◆ Problem to solve ◆
Quote the lines below exactly, from the one that holds "Exercise. Identify the weathered" through the final line of the records, and only those.

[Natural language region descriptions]

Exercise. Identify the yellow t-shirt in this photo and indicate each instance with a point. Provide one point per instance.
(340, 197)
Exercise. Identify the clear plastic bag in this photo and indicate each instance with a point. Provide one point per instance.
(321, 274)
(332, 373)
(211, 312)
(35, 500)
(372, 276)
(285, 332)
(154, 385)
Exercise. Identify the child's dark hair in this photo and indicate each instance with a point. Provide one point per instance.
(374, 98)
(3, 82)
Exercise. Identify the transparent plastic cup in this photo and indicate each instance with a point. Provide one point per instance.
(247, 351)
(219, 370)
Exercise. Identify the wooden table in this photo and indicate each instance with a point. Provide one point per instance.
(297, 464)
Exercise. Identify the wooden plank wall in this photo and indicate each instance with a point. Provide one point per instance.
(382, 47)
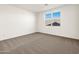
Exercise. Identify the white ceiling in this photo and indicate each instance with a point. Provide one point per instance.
(36, 7)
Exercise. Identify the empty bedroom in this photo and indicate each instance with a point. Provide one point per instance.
(39, 29)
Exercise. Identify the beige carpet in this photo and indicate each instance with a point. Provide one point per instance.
(39, 43)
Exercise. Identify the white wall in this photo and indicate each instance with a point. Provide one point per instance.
(15, 22)
(69, 23)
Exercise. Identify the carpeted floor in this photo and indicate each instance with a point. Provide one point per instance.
(39, 43)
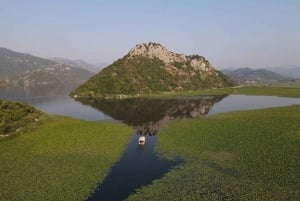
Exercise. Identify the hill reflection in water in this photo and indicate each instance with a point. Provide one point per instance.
(148, 115)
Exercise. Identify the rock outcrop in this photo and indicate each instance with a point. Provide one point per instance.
(152, 68)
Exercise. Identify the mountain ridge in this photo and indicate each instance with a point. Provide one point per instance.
(151, 68)
(24, 69)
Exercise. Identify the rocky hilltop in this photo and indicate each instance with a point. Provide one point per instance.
(19, 69)
(151, 68)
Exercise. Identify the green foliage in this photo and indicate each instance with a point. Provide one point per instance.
(61, 159)
(251, 155)
(142, 75)
(15, 116)
(129, 76)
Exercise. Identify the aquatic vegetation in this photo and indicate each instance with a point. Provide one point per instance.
(251, 155)
(61, 159)
(15, 116)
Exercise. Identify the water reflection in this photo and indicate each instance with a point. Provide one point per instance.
(148, 115)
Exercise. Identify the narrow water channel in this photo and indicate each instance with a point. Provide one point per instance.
(138, 166)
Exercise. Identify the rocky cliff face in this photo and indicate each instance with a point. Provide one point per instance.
(155, 50)
(151, 68)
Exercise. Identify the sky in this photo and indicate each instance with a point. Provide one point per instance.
(229, 33)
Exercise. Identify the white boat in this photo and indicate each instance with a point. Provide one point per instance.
(142, 140)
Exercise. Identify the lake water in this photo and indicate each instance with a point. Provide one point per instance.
(137, 166)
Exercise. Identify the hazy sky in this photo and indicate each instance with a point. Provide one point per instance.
(229, 33)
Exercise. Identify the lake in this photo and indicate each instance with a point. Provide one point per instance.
(137, 166)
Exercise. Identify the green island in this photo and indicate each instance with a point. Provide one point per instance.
(59, 159)
(247, 155)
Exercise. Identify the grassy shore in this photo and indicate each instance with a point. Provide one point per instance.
(61, 159)
(251, 155)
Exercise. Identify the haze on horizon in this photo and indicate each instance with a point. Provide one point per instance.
(232, 33)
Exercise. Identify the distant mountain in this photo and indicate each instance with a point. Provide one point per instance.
(289, 71)
(151, 68)
(244, 75)
(80, 64)
(27, 70)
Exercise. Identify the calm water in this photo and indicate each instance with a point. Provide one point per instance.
(137, 166)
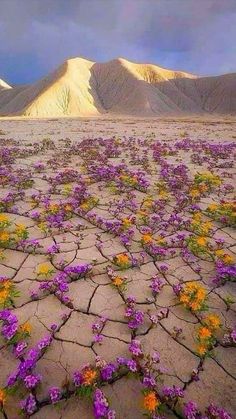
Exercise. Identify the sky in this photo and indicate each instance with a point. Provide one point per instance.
(36, 36)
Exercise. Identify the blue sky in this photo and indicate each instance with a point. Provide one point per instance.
(192, 35)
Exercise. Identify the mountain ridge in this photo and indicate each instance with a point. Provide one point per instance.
(80, 87)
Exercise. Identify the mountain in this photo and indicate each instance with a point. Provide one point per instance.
(83, 88)
(4, 85)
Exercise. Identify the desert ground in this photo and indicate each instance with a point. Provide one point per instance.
(117, 254)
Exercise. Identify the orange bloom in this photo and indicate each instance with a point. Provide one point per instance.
(150, 401)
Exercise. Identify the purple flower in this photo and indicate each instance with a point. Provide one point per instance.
(54, 394)
(218, 412)
(107, 372)
(132, 365)
(190, 410)
(31, 381)
(97, 338)
(77, 378)
(44, 342)
(172, 392)
(177, 288)
(29, 404)
(149, 382)
(19, 348)
(156, 285)
(135, 347)
(101, 407)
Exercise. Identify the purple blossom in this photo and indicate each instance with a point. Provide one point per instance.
(190, 410)
(172, 392)
(31, 381)
(77, 378)
(29, 404)
(107, 372)
(54, 394)
(132, 365)
(156, 285)
(19, 348)
(135, 347)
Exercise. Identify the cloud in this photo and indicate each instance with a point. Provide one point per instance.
(194, 35)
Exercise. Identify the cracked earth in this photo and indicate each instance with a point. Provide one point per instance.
(99, 227)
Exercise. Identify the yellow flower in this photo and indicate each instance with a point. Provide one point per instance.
(150, 401)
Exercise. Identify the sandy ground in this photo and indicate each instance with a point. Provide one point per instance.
(72, 345)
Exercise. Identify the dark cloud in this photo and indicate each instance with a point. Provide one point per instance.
(194, 35)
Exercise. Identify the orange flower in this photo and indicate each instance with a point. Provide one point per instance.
(89, 376)
(150, 401)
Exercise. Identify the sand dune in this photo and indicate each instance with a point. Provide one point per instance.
(4, 85)
(83, 88)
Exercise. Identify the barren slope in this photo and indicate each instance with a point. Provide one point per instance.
(83, 88)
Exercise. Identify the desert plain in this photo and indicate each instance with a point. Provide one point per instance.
(117, 251)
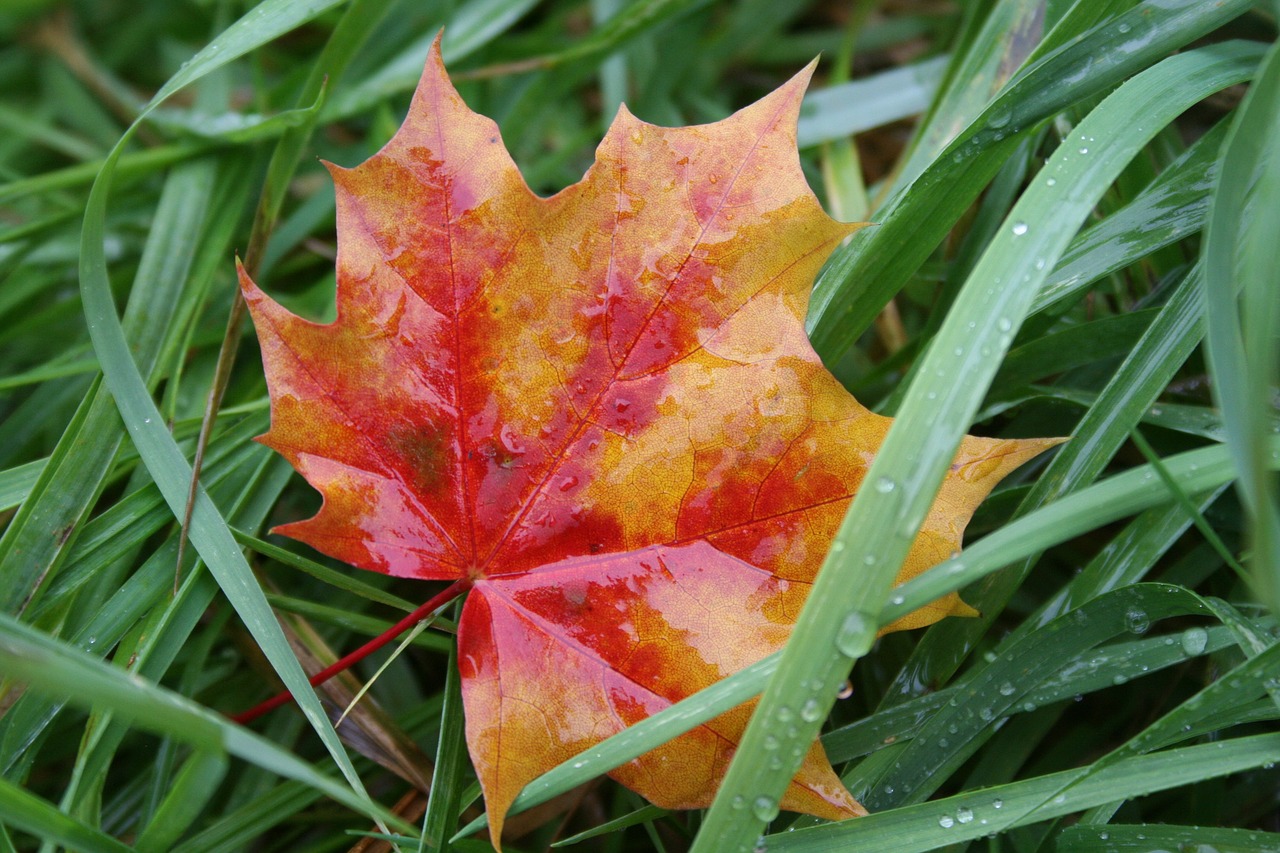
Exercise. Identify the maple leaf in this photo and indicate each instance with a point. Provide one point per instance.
(599, 410)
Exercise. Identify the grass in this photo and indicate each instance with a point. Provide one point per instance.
(1074, 238)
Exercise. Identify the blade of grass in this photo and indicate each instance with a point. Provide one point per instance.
(1114, 498)
(26, 811)
(863, 276)
(50, 666)
(1239, 250)
(164, 460)
(926, 826)
(839, 620)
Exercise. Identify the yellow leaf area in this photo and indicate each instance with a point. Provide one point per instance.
(602, 411)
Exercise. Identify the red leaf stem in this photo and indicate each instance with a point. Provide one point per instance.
(346, 662)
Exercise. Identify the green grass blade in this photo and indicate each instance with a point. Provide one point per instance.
(168, 468)
(1141, 839)
(973, 815)
(191, 790)
(841, 614)
(1114, 498)
(53, 667)
(863, 276)
(23, 810)
(1239, 256)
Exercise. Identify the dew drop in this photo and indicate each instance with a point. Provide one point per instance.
(764, 808)
(1194, 639)
(856, 634)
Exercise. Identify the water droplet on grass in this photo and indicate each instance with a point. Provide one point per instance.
(764, 808)
(1194, 639)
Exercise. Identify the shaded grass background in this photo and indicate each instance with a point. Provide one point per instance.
(1124, 670)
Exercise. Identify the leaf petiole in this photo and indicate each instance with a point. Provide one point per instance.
(347, 661)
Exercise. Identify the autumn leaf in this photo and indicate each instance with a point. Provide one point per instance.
(599, 410)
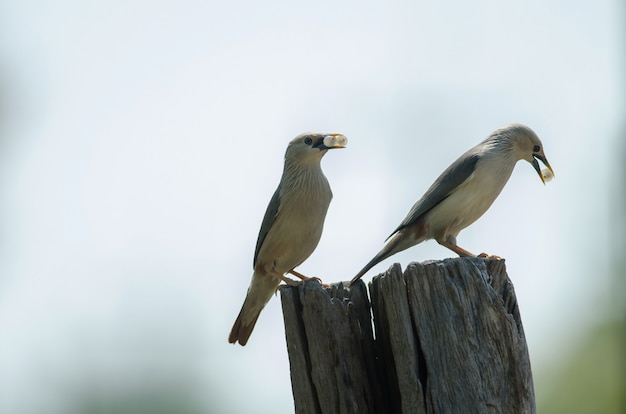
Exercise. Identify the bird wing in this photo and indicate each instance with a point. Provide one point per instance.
(459, 171)
(268, 220)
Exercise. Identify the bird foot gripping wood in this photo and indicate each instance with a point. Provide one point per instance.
(306, 278)
(488, 256)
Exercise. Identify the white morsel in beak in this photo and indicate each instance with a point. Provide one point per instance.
(332, 141)
(547, 175)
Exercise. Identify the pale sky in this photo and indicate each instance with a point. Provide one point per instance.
(141, 143)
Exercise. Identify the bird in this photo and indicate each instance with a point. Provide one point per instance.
(292, 225)
(465, 191)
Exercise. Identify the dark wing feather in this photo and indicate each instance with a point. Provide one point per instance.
(451, 178)
(268, 220)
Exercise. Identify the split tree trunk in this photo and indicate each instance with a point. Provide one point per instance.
(447, 338)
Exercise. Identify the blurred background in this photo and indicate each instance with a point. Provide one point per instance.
(140, 143)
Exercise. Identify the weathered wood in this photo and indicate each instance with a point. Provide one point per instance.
(449, 339)
(331, 349)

◆ Problem solution ◆
Exercise. Identify the weathered wood in this photo and indicate each instance with a point. Provide one point per instance.
(449, 339)
(331, 349)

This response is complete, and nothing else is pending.